◆ Your goal
Repeat the records below exactly, leaving out every picture.

◆ Provided records

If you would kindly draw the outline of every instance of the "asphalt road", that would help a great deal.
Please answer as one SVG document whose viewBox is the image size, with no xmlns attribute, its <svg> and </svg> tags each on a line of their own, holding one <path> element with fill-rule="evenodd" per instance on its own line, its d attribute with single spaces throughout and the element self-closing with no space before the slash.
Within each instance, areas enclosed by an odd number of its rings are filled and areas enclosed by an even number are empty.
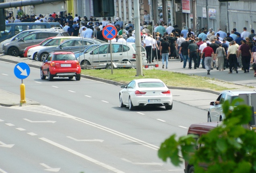
<svg viewBox="0 0 256 173">
<path fill-rule="evenodd" d="M 19 95 L 21 81 L 13 74 L 14 66 L 1 62 L 0 88 Z M 23 82 L 26 97 L 41 105 L 0 107 L 1 144 L 14 144 L 1 147 L 0 155 L 6 155 L 0 159 L 4 173 L 51 169 L 62 173 L 183 173 L 183 167 L 158 158 L 159 147 L 170 135 L 186 135 L 191 124 L 206 121 L 205 110 L 175 101 L 170 111 L 130 111 L 119 107 L 119 86 L 84 78 L 43 80 L 38 68 L 31 68 Z"/>
</svg>

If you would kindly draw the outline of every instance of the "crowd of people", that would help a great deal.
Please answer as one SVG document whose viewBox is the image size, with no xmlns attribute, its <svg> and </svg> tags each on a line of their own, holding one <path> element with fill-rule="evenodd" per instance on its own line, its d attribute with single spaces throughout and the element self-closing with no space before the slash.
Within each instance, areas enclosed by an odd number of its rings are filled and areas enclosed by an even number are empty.
<svg viewBox="0 0 256 173">
<path fill-rule="evenodd" d="M 103 36 L 102 30 L 105 26 L 111 25 L 116 28 L 118 34 L 116 38 L 108 41 L 135 42 L 134 25 L 130 21 L 124 23 L 119 17 L 112 22 L 111 17 L 103 18 L 99 21 L 92 16 L 88 19 L 76 14 L 73 18 L 70 13 L 64 16 L 55 12 L 48 17 L 41 14 L 39 17 L 26 15 L 21 8 L 18 12 L 23 15 L 17 15 L 15 19 L 11 16 L 6 17 L 6 23 L 58 22 L 71 36 L 94 38 L 105 41 L 107 40 Z M 188 62 L 188 68 L 192 69 L 193 60 L 194 69 L 199 68 L 201 64 L 202 68 L 210 74 L 211 70 L 215 68 L 220 71 L 229 68 L 229 73 L 232 73 L 233 71 L 237 73 L 238 68 L 241 68 L 244 73 L 248 73 L 250 63 L 256 62 L 256 34 L 254 30 L 250 32 L 244 27 L 244 32 L 240 34 L 235 28 L 231 33 L 226 33 L 221 28 L 216 32 L 212 28 L 207 31 L 204 28 L 196 34 L 184 23 L 182 30 L 178 29 L 177 25 L 172 26 L 170 23 L 167 25 L 161 22 L 153 25 L 147 10 L 144 13 L 144 20 L 140 26 L 141 41 L 146 50 L 149 64 L 157 59 L 161 60 L 162 68 L 165 65 L 167 68 L 169 60 L 180 58 L 183 68 L 186 68 Z M 254 76 L 256 77 L 256 69 Z"/>
</svg>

◆ Task response
If you would kindly draw the outline of every instance of the "asphalt road", that would help a great deal.
Please answer as one SVG document whose viewBox is the image size, with no xmlns attribute, its <svg> and </svg> tags each on a line of their own, holding one <path> element with fill-rule="evenodd" per instance on its own line, its d attribute with single spaces throughout and the element self-closing with no space before the slash.
Within each instance, areas enclosed by an odd number of its rings are filled and areas enclosed by an even number are empty.
<svg viewBox="0 0 256 173">
<path fill-rule="evenodd" d="M 19 95 L 21 81 L 13 74 L 14 66 L 1 62 L 0 88 Z M 23 82 L 26 97 L 41 105 L 0 107 L 1 144 L 14 144 L 1 147 L 0 155 L 6 155 L 0 159 L 4 173 L 51 169 L 62 173 L 183 173 L 183 167 L 158 158 L 159 147 L 170 135 L 186 135 L 191 124 L 206 121 L 205 110 L 175 101 L 170 111 L 130 111 L 119 107 L 119 86 L 84 78 L 43 80 L 38 68 L 31 68 Z"/>
</svg>

If you would kindly draw the outline of every instance of the "crowd of people", that would help a great deal.
Please answer as one SVG document whose viewBox is the image size, with no xmlns attribute, its <svg> and </svg> tags each on a line of their own, holding one <path> element with fill-rule="evenodd" per instance on its own line, its d attribute with single spaces throughout and the element self-closing with no space before the slash.
Within each instance, areas enclosed by an odd number of its rings are filled and areas enclosed by an even number are empty.
<svg viewBox="0 0 256 173">
<path fill-rule="evenodd" d="M 103 36 L 102 30 L 105 26 L 111 25 L 116 28 L 118 34 L 116 38 L 108 41 L 135 42 L 134 25 L 130 21 L 124 23 L 119 17 L 112 22 L 111 17 L 103 18 L 99 21 L 92 16 L 88 19 L 76 14 L 73 18 L 70 13 L 64 16 L 55 12 L 48 17 L 41 14 L 39 17 L 26 15 L 21 8 L 18 12 L 23 15 L 17 15 L 15 19 L 11 16 L 6 17 L 6 23 L 58 22 L 71 36 L 94 38 L 105 41 L 107 40 Z M 188 62 L 188 68 L 192 69 L 193 60 L 194 69 L 199 68 L 201 64 L 202 68 L 210 74 L 211 70 L 215 68 L 220 71 L 229 68 L 229 73 L 232 73 L 233 71 L 237 73 L 238 68 L 241 68 L 244 73 L 248 73 L 250 63 L 256 62 L 256 34 L 254 30 L 250 32 L 244 27 L 244 32 L 240 34 L 235 28 L 231 33 L 226 33 L 221 28 L 216 32 L 212 28 L 207 31 L 204 28 L 196 34 L 184 23 L 182 30 L 178 29 L 177 25 L 172 26 L 170 23 L 167 25 L 161 22 L 153 25 L 147 10 L 144 13 L 144 20 L 140 26 L 141 41 L 146 50 L 149 64 L 157 59 L 161 60 L 162 68 L 165 65 L 167 68 L 169 60 L 180 58 L 183 68 L 186 68 Z M 254 76 L 256 77 L 256 69 Z"/>
</svg>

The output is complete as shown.